Work order — Restate the data below, keeping every line the same.

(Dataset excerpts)
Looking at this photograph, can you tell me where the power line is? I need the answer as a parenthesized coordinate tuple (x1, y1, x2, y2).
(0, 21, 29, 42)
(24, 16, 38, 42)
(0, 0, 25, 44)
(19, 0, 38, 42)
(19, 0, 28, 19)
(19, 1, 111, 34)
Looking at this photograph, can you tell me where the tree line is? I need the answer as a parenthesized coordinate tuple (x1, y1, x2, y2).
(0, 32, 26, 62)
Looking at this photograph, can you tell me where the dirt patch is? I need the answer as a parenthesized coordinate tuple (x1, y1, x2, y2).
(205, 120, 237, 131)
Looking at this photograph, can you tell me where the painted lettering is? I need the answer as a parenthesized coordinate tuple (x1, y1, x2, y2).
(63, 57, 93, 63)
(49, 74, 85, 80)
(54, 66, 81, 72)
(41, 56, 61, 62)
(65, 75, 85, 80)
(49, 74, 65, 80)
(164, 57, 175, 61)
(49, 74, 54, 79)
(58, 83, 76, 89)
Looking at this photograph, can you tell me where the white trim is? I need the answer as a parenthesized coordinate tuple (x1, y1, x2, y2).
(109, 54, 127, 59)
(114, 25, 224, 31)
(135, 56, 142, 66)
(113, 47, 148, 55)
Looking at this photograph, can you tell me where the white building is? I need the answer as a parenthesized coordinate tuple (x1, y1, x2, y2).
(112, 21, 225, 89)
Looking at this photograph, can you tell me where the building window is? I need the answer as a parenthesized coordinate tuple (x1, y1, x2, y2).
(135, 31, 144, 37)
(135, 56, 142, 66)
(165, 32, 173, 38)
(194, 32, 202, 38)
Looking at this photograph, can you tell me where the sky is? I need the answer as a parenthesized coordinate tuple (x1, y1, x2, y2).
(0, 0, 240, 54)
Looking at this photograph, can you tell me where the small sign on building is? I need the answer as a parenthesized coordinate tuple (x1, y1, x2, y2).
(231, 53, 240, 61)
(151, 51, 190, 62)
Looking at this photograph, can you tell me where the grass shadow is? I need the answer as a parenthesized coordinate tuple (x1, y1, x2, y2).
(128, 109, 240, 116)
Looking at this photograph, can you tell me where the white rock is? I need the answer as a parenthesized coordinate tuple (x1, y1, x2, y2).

Output of the exercise —
Looking at this photograph, can you tell me where the power line is? I need the answer as a parenthesized coordinate tuple (x1, y1, x2, y2).
(0, 21, 29, 42)
(24, 16, 38, 42)
(0, 0, 25, 44)
(19, 0, 38, 42)
(19, 0, 28, 19)
(19, 1, 111, 34)
Looking at this photograph, can you tell me where the tree line is? I need the answer as a parenthesized coordinate tuple (x1, y1, x2, y2).
(0, 32, 26, 62)
Looking at this photograph, can you tell me where the dirt patch is? I need the answer as a parenthesized coordinate tuple (x1, y1, x2, y2).
(205, 120, 237, 131)
Looking at this photograph, can you tell me where the painted lettering is? I need the answer as a parenthesized coordinate tuple (x1, y1, x2, y2).
(63, 57, 93, 63)
(49, 74, 85, 80)
(54, 66, 81, 72)
(41, 56, 61, 62)
(65, 75, 85, 80)
(49, 74, 65, 80)
(164, 57, 175, 61)
(49, 74, 54, 79)
(58, 83, 76, 89)
Looking at this photograph, can you tell me where the white trim is? I need the answer as a parenthesized coordinate tuple (x1, y1, x2, y2).
(109, 54, 127, 59)
(114, 25, 224, 31)
(135, 56, 142, 66)
(113, 47, 148, 55)
Looking at this photograph, can you tell me where the white building is? I need the answer as a parenthesized coordinate tuple (x1, y1, x2, y2).
(112, 21, 225, 89)
Looking at this photograph, can you tell me where the building window is? I need the answer as a parenthesized coordinate tuple (x1, y1, x2, y2).
(135, 31, 144, 37)
(135, 56, 142, 66)
(165, 32, 173, 38)
(194, 32, 202, 38)
Looking at this photograph, can you tell me where the sky is? I need the answer as a parenthesized coordinate tuple (x1, y1, x2, y2).
(0, 0, 240, 54)
Looking at this photograph, can you tell me where the small sign on building is? I need the answer as a parenthesized coordinate tuple (x1, y1, x2, y2).
(231, 53, 240, 61)
(151, 51, 190, 62)
Looking at this photograph, can you tell me where the grass shadow is? I need the answer as a parenthesized coordinate tuple (x1, y1, x2, y2).
(128, 109, 240, 116)
Looking at this photograph, can you tell me where the white rock is? I need the answer as a parenthesized coordinate tuple (x1, y1, x2, y2).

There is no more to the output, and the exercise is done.